__The exercise__. Please rewrite the material from the line containing "engine nacelle |" through the line containing "M52 35L45 40L45", changing "top-left corner" to "upper-left corner" and leaving everything else unchanged.

Labeled area outline entries
%%
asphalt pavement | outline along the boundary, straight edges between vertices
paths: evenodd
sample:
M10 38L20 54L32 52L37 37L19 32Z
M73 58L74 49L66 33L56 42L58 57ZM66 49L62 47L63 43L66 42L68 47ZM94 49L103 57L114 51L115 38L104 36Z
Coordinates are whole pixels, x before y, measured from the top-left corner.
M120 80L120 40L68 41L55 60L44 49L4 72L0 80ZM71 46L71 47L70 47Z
%%
%%
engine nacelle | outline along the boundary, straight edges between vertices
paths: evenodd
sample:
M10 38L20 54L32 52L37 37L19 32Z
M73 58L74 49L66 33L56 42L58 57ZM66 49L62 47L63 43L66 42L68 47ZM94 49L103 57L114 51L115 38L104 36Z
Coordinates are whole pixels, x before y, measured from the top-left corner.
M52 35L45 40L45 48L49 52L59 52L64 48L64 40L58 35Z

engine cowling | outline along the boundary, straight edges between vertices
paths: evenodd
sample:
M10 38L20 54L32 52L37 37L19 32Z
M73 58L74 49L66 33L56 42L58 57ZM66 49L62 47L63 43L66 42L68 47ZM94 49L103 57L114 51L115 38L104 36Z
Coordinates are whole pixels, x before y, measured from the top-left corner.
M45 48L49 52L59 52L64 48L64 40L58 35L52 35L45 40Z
%%
__Answer in full__.
engine nacelle | outline along the boundary, straight edges between vertices
paths: evenodd
sample:
M10 38L20 54L32 52L37 37L19 32Z
M73 58L74 49L66 33L56 42L58 57ZM66 49L62 47L63 43L66 42L68 47ZM94 49L103 57L114 51L115 38L104 36Z
Coordinates are whole pixels, x before y, measured from the upper-left corner.
M52 35L45 40L45 48L49 52L59 52L64 48L64 40L58 35Z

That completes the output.